- [Directions] Output exactly the lines that run from the start of the records to the line with "TARGET = white rock face", counting both ends, and skip the pictures.

- [Material for this exercise]
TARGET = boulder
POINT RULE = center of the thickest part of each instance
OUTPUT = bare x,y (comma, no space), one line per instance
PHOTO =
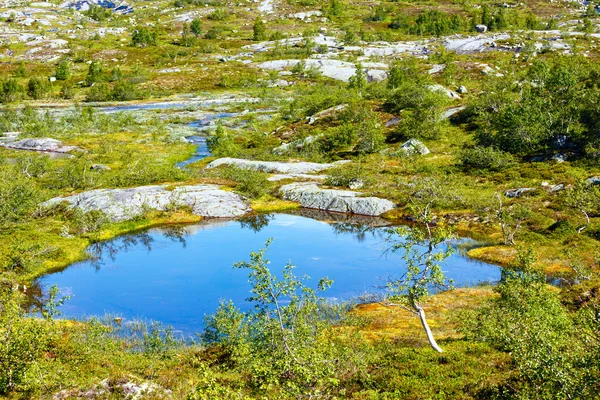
296,144
123,204
326,113
100,167
356,184
412,147
512,193
41,144
594,180
445,91
281,177
274,166
310,195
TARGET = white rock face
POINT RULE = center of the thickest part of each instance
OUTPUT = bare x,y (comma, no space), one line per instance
274,166
306,177
310,195
41,144
445,91
296,144
473,44
334,69
123,204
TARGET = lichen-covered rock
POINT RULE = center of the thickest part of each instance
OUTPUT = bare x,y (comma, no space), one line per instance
512,193
41,144
274,166
281,177
311,195
124,204
594,180
412,147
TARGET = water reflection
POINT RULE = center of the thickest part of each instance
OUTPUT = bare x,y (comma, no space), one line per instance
178,274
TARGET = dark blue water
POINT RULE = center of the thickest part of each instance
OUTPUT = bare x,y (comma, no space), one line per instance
176,277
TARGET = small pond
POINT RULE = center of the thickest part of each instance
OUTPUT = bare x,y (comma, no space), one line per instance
177,275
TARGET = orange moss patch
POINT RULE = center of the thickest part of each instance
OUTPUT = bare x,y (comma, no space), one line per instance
398,324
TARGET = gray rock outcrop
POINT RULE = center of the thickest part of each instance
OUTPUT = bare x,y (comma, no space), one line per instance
123,204
41,144
310,195
512,193
413,147
594,180
275,167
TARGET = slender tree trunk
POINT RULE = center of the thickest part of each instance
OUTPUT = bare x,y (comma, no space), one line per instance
430,337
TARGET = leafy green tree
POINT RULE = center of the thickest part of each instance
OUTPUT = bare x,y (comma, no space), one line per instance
98,13
283,340
528,321
196,27
143,37
95,73
20,71
187,39
421,247
259,30
585,199
10,91
38,88
404,71
358,81
63,70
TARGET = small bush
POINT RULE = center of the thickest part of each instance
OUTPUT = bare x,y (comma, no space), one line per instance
486,158
252,184
99,92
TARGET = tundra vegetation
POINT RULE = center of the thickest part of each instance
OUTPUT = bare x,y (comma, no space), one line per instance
505,98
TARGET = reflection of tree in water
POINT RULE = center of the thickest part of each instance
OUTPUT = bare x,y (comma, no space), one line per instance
359,231
255,222
175,234
98,251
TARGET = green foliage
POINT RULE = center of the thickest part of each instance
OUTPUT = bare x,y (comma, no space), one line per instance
358,81
38,88
22,340
421,111
528,321
430,22
196,27
222,143
335,8
552,103
124,90
250,183
99,92
405,71
63,70
187,39
485,159
284,341
95,73
66,91
10,91
98,13
219,14
259,30
143,37
18,197
20,71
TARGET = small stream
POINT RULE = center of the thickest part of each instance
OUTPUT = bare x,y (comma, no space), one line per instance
177,275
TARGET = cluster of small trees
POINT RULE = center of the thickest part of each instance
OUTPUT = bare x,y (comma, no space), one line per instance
551,106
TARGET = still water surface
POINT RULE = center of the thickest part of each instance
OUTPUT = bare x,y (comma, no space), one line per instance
178,276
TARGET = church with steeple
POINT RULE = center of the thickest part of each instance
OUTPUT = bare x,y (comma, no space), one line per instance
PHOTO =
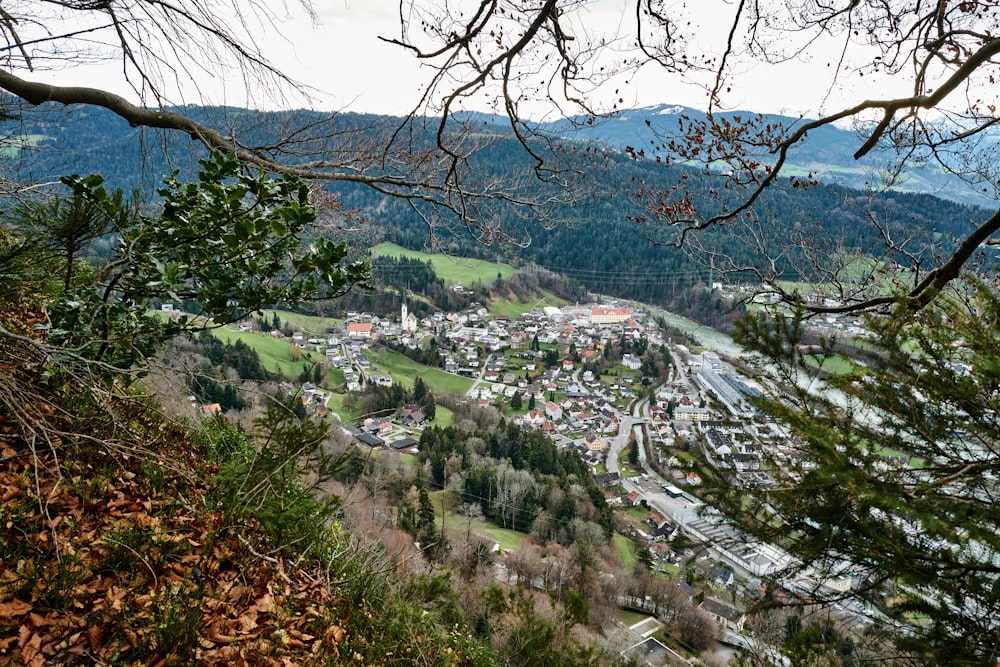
408,321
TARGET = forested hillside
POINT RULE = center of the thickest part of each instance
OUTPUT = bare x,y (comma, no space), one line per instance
606,239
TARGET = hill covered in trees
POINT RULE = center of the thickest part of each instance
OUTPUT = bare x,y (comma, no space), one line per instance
605,238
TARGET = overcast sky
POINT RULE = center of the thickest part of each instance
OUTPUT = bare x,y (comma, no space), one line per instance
349,68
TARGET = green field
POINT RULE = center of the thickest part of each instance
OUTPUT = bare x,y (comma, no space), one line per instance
512,309
625,549
305,323
274,353
404,371
835,364
630,618
336,403
457,527
451,269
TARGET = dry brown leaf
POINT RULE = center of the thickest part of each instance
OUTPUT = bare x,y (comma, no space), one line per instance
9,610
95,635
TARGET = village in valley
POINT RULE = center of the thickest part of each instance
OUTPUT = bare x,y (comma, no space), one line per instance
596,378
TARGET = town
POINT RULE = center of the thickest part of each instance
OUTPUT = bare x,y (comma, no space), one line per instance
595,379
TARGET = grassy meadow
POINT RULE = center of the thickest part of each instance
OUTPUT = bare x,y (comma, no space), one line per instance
451,269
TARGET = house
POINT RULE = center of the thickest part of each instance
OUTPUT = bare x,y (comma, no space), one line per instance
413,416
359,329
371,440
535,418
404,445
608,479
593,442
656,519
726,616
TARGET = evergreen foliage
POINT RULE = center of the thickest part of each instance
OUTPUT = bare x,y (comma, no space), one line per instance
896,486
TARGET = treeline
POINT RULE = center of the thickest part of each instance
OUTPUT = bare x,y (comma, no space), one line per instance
519,479
239,356
382,399
225,366
602,241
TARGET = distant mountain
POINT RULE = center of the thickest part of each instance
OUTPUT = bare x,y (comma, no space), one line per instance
597,241
827,153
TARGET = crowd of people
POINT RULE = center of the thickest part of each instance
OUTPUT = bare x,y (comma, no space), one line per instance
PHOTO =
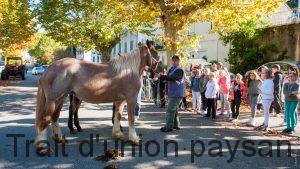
266,90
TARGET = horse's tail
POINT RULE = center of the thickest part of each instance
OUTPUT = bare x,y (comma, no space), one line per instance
40,106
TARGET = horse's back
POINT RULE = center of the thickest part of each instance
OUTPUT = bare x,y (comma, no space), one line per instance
57,78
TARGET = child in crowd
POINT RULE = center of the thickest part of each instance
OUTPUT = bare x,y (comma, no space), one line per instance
162,88
195,86
286,79
291,91
267,90
254,91
210,94
224,84
237,95
203,81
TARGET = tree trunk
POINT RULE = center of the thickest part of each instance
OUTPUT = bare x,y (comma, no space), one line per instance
171,35
105,53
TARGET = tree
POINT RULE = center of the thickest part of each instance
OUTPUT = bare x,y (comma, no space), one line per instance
63,53
18,48
91,24
246,52
45,49
292,3
175,16
16,23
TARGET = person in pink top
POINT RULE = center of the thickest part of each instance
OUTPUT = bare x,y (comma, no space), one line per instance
237,95
224,84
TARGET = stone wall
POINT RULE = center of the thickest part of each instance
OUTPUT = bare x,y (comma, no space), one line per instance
286,38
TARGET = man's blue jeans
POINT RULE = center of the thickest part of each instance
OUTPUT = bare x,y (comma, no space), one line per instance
172,119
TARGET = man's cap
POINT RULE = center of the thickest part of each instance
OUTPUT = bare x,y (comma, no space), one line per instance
175,57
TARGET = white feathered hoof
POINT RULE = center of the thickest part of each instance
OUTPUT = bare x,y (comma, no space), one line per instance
42,149
59,139
118,135
134,140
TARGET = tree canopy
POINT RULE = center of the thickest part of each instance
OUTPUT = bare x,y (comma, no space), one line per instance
175,17
45,49
91,24
16,23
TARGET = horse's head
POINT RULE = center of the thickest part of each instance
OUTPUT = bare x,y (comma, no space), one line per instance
154,58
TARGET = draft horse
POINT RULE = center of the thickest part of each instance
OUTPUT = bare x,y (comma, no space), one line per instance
117,81
76,102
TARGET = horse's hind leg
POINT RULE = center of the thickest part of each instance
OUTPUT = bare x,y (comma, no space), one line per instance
132,133
71,113
116,132
44,114
57,134
76,104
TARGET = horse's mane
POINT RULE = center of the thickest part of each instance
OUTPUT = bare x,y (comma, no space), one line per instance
129,63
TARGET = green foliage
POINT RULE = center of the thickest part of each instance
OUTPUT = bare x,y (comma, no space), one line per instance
45,49
246,52
91,24
16,23
292,3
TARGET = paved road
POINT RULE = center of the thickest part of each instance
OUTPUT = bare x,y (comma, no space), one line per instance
201,136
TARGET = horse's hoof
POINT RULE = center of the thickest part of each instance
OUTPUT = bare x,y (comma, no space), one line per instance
134,140
118,135
61,139
43,151
73,131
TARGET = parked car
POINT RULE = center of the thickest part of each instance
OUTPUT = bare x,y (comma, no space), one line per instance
14,67
45,66
37,70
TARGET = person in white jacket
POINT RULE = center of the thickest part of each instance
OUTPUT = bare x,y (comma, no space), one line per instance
267,97
210,94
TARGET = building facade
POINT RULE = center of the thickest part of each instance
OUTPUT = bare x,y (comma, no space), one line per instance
211,48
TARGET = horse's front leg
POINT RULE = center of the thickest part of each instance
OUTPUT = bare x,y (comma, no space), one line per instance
132,133
77,103
116,132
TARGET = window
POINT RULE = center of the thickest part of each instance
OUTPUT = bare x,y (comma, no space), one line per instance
125,47
120,48
131,45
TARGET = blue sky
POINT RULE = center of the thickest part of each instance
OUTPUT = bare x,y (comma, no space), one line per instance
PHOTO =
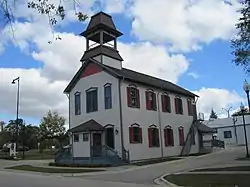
211,65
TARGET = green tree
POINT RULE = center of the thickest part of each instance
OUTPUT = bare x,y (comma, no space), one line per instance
241,43
52,126
54,11
213,114
240,113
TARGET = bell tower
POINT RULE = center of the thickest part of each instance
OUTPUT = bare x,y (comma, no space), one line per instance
101,41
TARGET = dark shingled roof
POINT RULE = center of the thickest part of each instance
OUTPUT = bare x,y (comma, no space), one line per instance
105,50
133,76
90,125
205,129
101,20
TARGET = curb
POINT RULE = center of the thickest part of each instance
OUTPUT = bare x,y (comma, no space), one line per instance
167,182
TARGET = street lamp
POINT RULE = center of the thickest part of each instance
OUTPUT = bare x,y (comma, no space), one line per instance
17,104
246,88
242,108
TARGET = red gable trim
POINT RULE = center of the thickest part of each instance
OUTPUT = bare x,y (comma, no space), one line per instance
90,70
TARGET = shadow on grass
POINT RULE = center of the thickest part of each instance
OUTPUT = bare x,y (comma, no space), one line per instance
51,170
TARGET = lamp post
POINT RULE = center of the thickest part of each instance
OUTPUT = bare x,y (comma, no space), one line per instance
228,111
17,104
246,88
242,108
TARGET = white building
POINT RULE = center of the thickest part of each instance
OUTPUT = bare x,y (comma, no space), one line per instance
231,130
122,113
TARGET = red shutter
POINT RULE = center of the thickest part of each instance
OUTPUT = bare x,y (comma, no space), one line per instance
189,107
147,100
176,105
141,134
172,137
149,137
163,101
166,137
138,98
129,97
168,103
131,137
181,136
154,101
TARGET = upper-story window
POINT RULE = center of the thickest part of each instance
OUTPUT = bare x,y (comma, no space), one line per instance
150,100
153,136
108,96
91,100
190,107
169,136
133,96
181,135
166,103
135,134
77,103
178,105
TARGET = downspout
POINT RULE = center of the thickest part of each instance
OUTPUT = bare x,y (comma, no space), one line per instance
159,121
121,117
68,96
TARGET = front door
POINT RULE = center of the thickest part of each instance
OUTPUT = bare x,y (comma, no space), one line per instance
109,136
97,144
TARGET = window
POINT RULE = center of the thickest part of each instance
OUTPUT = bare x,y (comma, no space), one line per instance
150,100
178,105
85,137
166,105
133,97
227,134
181,136
91,100
153,136
135,134
77,103
169,136
107,96
76,137
190,107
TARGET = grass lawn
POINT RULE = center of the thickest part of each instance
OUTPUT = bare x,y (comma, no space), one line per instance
210,180
155,161
36,155
236,168
51,170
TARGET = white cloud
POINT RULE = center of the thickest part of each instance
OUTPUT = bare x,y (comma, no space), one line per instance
41,89
194,75
184,24
217,99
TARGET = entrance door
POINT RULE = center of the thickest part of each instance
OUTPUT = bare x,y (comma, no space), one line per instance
97,144
109,135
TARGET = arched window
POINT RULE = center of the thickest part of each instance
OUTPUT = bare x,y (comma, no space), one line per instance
166,103
153,136
181,135
168,136
135,133
77,103
133,96
150,99
178,105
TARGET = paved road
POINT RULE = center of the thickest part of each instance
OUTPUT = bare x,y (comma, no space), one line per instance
145,175
133,177
8,179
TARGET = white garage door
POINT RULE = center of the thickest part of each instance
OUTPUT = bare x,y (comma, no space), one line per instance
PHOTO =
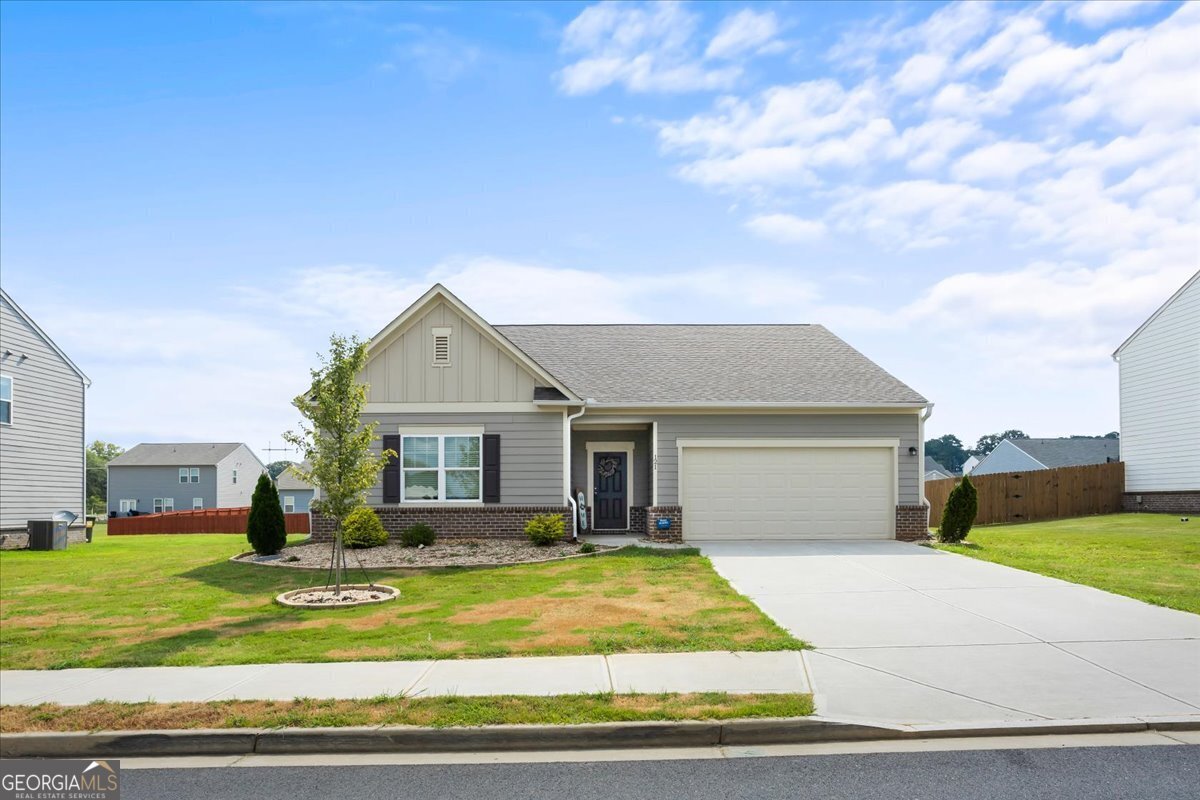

- [Reply]
TARGET = boulder
POINT RULE = center of the thickest part of each instance
OUTPUT = bare x,y (comma, no space), one line per instance
PHOTO =
296,144
123,204
326,113
100,167
356,184
412,147
512,193
41,144
594,180
445,91
281,177
274,166
310,195
TARGET = white rock face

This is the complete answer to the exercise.